Work to be completed
Exclude the pictures, then quote exactly the lines from the one holding "The client would like the choppy" through the last line of the records.

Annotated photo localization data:
####################
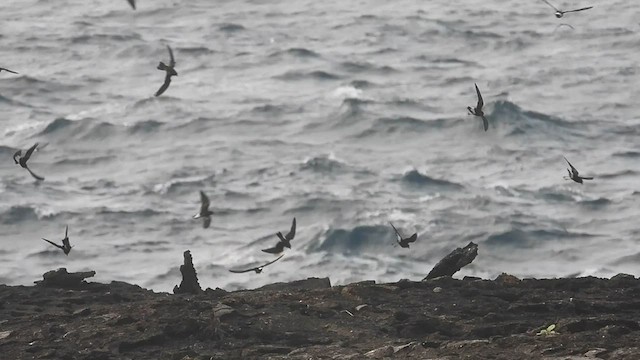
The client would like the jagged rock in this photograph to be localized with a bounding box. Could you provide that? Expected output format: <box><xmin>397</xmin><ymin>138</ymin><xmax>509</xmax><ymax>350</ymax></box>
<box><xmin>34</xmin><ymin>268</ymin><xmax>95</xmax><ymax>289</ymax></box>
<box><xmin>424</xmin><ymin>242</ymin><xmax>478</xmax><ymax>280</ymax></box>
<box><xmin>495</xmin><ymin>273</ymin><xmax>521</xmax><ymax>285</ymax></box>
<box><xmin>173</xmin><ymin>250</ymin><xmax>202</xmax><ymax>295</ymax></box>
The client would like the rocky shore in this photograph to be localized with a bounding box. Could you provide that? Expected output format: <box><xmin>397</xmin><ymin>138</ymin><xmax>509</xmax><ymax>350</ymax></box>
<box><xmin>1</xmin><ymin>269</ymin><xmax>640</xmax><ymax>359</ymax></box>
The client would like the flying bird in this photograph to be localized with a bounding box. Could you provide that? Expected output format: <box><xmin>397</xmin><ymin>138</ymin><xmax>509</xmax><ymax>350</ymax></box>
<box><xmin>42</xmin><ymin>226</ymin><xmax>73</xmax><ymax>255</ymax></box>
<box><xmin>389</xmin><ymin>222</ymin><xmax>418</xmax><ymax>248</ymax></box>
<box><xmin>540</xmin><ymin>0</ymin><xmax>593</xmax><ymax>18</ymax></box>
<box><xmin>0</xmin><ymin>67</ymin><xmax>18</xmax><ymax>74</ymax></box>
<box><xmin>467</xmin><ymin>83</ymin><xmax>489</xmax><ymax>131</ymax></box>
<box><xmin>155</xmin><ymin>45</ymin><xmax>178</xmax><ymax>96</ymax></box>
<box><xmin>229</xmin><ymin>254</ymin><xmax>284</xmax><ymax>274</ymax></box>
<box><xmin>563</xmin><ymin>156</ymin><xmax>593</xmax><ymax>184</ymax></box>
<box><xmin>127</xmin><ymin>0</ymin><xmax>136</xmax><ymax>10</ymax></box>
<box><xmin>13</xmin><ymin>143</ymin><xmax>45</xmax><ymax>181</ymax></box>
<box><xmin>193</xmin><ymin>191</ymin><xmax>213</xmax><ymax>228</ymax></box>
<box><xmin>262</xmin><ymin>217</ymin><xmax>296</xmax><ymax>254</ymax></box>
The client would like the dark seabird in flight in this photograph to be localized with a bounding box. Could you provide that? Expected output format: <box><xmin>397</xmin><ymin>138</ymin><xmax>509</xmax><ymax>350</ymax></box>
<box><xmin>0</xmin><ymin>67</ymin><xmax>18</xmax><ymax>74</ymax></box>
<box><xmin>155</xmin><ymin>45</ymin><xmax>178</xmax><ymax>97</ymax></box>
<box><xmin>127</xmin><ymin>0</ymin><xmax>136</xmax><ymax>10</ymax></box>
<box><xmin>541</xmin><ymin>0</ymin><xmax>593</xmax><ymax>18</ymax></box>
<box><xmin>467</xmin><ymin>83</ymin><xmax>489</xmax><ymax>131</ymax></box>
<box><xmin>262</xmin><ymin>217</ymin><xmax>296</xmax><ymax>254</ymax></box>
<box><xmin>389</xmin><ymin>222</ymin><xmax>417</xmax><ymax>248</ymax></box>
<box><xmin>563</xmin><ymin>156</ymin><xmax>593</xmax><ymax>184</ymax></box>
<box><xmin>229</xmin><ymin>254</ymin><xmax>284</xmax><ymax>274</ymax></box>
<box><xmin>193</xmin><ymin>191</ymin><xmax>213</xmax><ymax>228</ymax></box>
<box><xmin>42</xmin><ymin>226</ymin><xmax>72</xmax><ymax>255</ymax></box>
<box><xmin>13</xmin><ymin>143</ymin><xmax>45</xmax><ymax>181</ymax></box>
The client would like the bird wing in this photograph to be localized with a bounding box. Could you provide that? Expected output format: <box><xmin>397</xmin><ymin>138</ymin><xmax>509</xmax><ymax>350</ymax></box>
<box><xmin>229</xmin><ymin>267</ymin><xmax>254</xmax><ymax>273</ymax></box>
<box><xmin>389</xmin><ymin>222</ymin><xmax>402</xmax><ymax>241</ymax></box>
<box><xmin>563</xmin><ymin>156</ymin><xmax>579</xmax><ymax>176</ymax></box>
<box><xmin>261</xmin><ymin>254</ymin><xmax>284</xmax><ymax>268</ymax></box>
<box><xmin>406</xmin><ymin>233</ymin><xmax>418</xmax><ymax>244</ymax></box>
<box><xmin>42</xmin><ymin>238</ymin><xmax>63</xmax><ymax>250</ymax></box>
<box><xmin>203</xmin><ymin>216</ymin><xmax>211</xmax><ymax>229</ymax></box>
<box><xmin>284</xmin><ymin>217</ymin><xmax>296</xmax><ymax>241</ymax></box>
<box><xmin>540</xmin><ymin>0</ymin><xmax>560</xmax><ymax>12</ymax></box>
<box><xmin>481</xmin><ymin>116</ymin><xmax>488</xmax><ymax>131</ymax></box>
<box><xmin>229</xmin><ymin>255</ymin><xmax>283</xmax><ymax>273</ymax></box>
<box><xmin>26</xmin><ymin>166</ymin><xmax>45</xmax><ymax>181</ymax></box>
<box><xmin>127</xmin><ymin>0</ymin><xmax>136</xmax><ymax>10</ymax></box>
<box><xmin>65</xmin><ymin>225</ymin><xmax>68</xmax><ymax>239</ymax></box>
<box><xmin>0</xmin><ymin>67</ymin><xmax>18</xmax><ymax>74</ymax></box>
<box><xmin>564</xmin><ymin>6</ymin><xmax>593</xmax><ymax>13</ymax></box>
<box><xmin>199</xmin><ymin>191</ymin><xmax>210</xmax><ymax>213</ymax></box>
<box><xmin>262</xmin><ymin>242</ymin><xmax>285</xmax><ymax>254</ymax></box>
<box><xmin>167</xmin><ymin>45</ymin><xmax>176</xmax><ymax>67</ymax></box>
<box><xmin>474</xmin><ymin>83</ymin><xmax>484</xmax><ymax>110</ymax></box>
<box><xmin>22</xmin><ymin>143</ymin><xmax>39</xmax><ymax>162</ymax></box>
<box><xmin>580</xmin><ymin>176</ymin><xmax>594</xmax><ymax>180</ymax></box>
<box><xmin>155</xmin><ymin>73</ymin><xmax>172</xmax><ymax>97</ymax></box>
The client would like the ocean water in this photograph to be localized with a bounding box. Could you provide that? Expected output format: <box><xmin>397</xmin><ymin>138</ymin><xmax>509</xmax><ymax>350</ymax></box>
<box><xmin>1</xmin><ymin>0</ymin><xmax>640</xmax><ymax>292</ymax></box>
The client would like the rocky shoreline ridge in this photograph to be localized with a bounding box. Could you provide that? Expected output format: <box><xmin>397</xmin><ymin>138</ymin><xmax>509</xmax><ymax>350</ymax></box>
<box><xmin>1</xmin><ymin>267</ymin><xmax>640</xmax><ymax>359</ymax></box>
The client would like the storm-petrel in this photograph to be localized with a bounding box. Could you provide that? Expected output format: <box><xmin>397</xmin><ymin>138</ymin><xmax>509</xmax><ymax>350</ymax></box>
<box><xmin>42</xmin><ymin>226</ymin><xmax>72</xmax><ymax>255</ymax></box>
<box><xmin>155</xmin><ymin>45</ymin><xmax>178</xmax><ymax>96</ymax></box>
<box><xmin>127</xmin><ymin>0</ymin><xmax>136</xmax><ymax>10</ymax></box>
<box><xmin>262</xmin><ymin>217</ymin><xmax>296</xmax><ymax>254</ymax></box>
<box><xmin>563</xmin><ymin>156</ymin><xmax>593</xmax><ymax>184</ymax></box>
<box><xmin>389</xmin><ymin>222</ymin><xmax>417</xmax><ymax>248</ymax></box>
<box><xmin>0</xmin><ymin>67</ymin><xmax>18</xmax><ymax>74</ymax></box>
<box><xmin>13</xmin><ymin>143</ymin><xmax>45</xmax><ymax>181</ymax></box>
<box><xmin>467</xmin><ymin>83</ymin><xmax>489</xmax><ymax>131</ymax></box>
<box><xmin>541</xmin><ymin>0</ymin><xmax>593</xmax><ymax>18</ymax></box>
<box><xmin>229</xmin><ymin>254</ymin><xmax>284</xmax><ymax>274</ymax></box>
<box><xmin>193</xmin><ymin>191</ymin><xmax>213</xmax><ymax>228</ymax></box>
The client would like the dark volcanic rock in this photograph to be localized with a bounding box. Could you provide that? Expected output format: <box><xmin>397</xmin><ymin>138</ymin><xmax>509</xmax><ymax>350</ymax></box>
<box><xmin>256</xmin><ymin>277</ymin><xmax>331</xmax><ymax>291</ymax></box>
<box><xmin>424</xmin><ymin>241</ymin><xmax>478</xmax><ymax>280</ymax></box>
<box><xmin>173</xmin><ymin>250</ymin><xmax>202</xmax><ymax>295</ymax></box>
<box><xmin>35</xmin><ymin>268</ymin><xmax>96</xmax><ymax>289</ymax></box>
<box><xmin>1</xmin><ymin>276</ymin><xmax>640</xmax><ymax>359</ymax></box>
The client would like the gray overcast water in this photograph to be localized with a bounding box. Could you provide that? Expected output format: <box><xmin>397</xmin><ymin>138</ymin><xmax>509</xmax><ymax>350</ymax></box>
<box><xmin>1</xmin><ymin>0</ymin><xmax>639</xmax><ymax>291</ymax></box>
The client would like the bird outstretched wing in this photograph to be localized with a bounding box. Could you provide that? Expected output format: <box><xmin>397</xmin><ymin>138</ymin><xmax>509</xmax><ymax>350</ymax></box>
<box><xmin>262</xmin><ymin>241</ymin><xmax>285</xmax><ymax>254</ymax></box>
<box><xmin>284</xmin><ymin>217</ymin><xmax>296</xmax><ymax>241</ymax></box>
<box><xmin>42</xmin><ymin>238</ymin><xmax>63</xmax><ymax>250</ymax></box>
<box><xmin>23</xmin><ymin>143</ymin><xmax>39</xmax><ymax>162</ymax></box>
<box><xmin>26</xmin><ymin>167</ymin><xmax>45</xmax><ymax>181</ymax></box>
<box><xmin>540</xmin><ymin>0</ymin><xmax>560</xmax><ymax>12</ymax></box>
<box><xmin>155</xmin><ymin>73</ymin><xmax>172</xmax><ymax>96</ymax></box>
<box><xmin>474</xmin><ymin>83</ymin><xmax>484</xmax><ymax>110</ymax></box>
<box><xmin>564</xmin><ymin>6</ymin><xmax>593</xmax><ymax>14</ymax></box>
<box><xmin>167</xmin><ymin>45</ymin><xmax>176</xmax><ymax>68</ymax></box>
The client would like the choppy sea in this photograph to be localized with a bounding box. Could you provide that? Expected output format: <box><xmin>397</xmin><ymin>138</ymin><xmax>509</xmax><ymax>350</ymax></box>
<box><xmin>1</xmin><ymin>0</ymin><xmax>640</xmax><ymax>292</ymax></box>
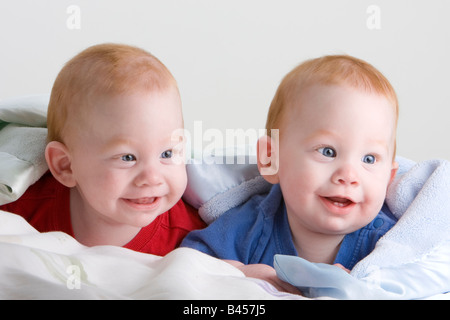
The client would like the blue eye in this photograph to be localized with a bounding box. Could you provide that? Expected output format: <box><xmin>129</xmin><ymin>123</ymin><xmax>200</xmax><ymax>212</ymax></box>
####################
Result for this exercise
The client would like the choppy sea in this photograph to be localized with a bounding box. Could you provide that? Expected output format: <box><xmin>397</xmin><ymin>138</ymin><xmax>509</xmax><ymax>350</ymax></box>
<box><xmin>1</xmin><ymin>0</ymin><xmax>640</xmax><ymax>292</ymax></box>
The client would like the blue eye in this photograph to be localized with a bounding box. Could you provide that? Expected output format: <box><xmin>129</xmin><ymin>123</ymin><xmax>200</xmax><ymax>212</ymax></box>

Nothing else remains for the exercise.